* Written problem:
Rewrite the records below with every occurrence of "yellow green bill" changed to "greenish-yellow beak" and all other text kept the same. Leave the pictures out of your answer.

* Provided records:
━━━━━━━━━━

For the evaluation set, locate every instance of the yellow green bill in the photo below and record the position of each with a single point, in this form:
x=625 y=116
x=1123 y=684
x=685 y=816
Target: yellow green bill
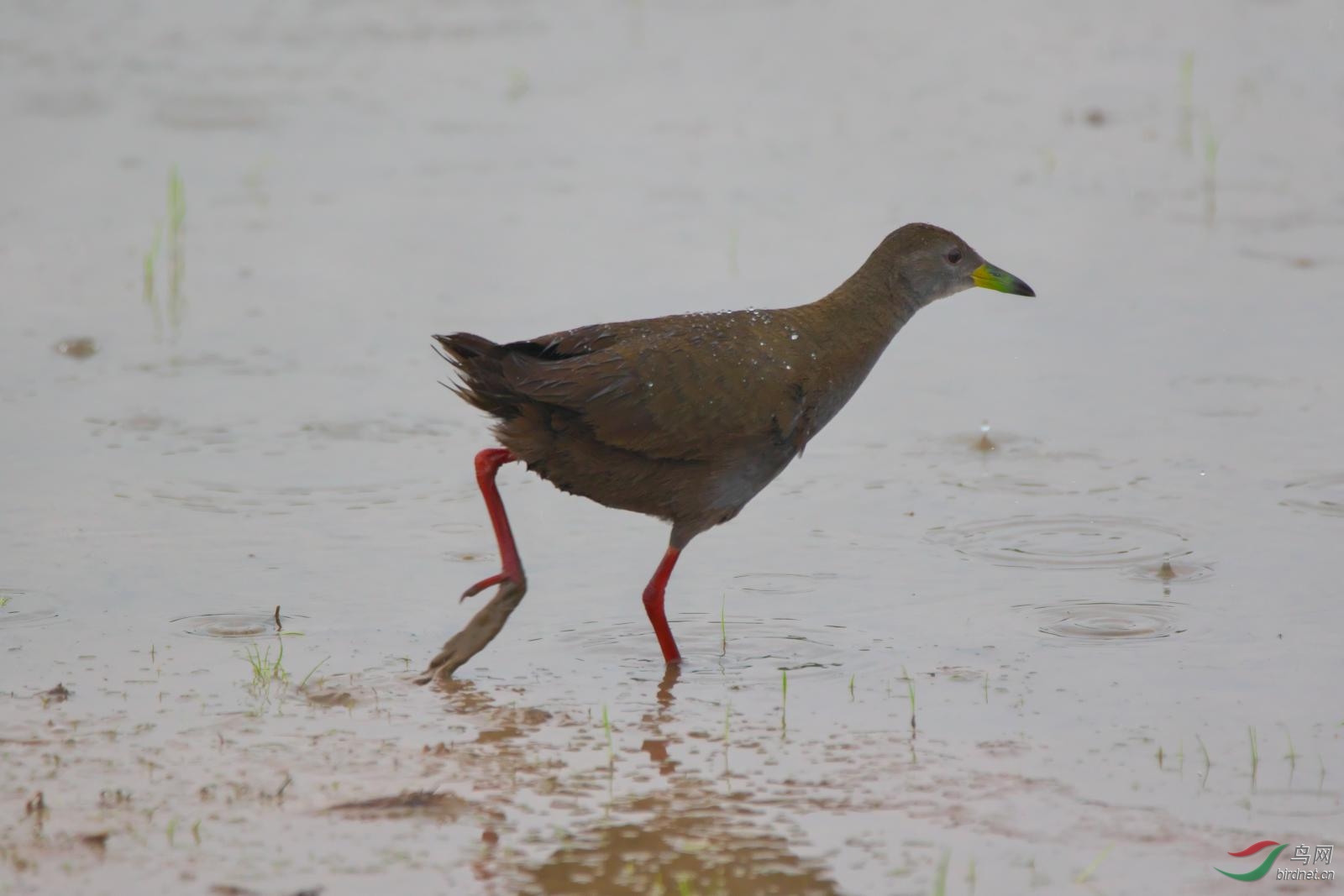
x=996 y=278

━━━━━━━━━━

* Complete response:
For the evaluation set, locate every instance of the greenish-yellow beak in the photo below and record the position of each with a single point, in this form:
x=625 y=116
x=1123 y=684
x=685 y=816
Target: greenish-yellow beak
x=996 y=278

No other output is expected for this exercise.